> _Aim of the task_
Repeat exactly, please, the opening lines of the data below, through and including the line where "167 225 L 26" sits.

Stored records
○ ○ ○ ○ ○ ○ ○
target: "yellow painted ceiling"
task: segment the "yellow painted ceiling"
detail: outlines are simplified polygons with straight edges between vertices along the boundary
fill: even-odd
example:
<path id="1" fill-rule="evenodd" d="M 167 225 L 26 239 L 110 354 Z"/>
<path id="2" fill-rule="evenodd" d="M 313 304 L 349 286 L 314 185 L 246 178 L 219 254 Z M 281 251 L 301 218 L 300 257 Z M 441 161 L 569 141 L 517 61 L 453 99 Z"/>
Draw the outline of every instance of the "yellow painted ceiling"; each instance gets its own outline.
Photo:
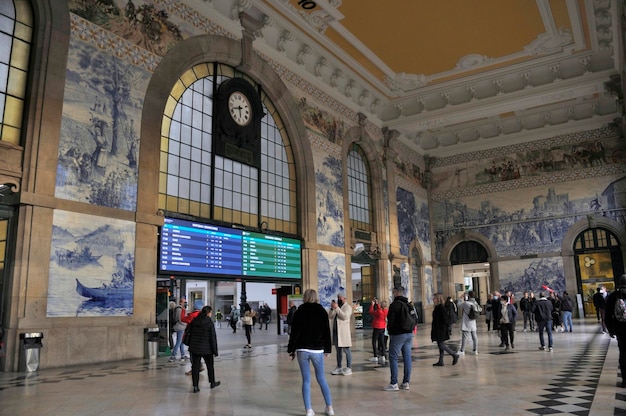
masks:
<path id="1" fill-rule="evenodd" d="M 554 25 L 570 30 L 566 0 L 549 4 Z M 324 36 L 378 78 L 382 70 L 342 31 L 392 72 L 431 76 L 453 70 L 467 55 L 522 52 L 547 30 L 534 0 L 343 0 L 337 10 L 344 18 Z"/>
○ ○ ○ ○ ○ ○ ○
> _Reply to the exercise_
target: "yellow painted ceiling"
task: segment the "yellow painted ceiling"
detail: outlines are simplified polygons with straight edges between vertices along the boundary
fill: even-odd
example:
<path id="1" fill-rule="evenodd" d="M 167 225 L 26 239 L 110 354 Z"/>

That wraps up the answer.